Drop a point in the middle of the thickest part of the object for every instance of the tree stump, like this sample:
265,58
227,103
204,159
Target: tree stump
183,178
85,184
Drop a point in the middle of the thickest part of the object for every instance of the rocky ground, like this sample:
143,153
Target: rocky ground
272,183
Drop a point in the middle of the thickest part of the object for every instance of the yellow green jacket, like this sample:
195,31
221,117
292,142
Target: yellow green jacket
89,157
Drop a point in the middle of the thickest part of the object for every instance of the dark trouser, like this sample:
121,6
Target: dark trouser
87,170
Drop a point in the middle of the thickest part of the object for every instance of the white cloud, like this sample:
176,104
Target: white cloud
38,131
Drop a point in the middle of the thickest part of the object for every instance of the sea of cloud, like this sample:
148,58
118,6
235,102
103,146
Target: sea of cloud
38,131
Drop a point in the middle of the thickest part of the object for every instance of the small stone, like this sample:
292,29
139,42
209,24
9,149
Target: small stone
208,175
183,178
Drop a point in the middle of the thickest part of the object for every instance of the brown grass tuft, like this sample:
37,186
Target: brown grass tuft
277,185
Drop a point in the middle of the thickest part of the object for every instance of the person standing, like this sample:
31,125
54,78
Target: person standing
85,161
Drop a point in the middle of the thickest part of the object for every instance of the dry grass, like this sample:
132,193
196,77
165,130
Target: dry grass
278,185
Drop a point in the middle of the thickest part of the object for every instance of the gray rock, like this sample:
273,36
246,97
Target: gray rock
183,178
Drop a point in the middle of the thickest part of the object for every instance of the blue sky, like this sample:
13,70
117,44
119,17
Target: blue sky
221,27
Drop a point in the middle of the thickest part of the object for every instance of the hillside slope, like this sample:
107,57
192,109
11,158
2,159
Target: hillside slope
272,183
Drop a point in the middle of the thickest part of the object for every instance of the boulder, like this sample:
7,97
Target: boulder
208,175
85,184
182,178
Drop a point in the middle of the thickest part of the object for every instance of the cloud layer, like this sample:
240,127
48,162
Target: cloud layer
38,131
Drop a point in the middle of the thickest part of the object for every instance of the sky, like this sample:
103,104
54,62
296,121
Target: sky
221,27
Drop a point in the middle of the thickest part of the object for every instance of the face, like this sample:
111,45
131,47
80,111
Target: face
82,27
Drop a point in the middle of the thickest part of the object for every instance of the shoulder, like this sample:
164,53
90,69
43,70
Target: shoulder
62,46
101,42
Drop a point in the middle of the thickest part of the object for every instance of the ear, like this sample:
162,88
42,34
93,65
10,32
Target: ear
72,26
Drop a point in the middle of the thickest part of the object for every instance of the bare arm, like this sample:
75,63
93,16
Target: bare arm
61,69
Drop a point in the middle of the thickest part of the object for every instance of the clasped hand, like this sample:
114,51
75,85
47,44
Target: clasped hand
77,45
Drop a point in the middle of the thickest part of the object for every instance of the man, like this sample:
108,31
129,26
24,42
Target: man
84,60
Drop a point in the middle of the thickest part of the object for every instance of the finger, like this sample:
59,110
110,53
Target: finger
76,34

==================================================

**TASK STATEMENT**
Extract the full listing and reproduce each line exactly.

**COMPLETED EXERCISE**
Drop a point in the middle of the thickest part of the object for every instance of the tree stump, like this sample:
265,58
227,103
204,159
Target: tree stump
183,178
85,184
Drop a point in the middle of the thickest part of the object for every instance of the rocky ground, like this sample:
143,153
Target: rocky ground
272,183
Drop a point in the middle of the thickest part of the object for every instance of the yellow green jacket, like this sample:
195,31
221,117
292,142
Target: yellow green jacket
89,157
Drop a point in the middle of the thickest part of the object for every instance of the dark trouser, like this sample:
121,6
Target: dark trouser
87,170
Drop a point in the middle of the thickest part of the object for every instance of the white cloud, like this sample:
176,104
Target: white cloud
38,131
Drop a point in the middle of the thickest part of the object for every instance of the sea of cloud, like this sample:
148,58
118,6
235,102
103,146
Target: sea of cloud
38,131
Drop a point in the middle of the thickest part of the object for every instance of the small stone, like this sample:
292,29
139,42
209,24
9,149
Target: small stone
208,175
183,178
Drop a point in the middle of the thickest part of the object for every instance of the brown grass tuft, like this sample:
37,186
Target: brown grass tuft
277,185
Drop a point in the middle of the thickest part of the object for every instance of the person standing, like this sample:
31,125
54,78
Target: person standing
85,161
Drop a point in the middle of the thickest part of the object for every instance of the dry grass, like this sample:
132,193
196,77
165,130
Target: dry grass
278,185
Drop a point in the middle of the thickest part of the object for every instance of the gray rock, like this sample:
273,36
246,97
Target: gray rock
183,178
Drop a point in the middle of the thickest part of the object for every instance of the blue sky, like this sample:
13,70
117,44
119,17
Target: blue sky
221,27
Drop a point in the middle of the thickest part of the object for every instance of the hillside slope, like this sample:
107,57
192,109
11,158
2,159
Target: hillside slope
272,183
Drop a point in the middle of the thickest part of the object for every instance of the boulder, like this sample:
7,97
Target: boulder
208,175
85,184
182,178
Drop a point in the middle of the thickest part of the object for every instance of the cloud layer, like this sample:
240,127
48,162
Target: cloud layer
38,131
Drop a point in the middle of the thickest part of the object for every instance of the sky, like this sample:
103,104
54,62
296,121
Target: sky
221,27
Drop a point in the middle of the thickest part of the object for every instance of the face, like this sample:
111,45
131,47
80,111
Target: face
82,27
Drop a point in the middle of the thickest part of the object for every instance of the shoulder, like this sample:
164,53
90,69
43,70
Target: shoulder
62,46
101,42
Drop a point in the middle of the thickest part of the object for every instance of the ear, like this sample:
162,88
42,34
93,65
10,32
Target: ear
72,26
Drop a point in the middle of the thickest part of the object for every instance of the bare arm, like this sample:
75,63
93,16
Target: bare arm
61,69
Drop a point in the middle of the thickest part of the object for every instance of the clasped hand, like this sample:
114,51
75,85
47,44
Target: clasped hand
77,45
Drop a point in the middle of the thickest part of the object for every instance of the man, like this sample:
108,31
129,26
24,42
Target: man
84,60
Drop a point in the middle of the thickest part of the object for every instance of the finger, like this sample:
59,110
110,53
Target: finger
76,34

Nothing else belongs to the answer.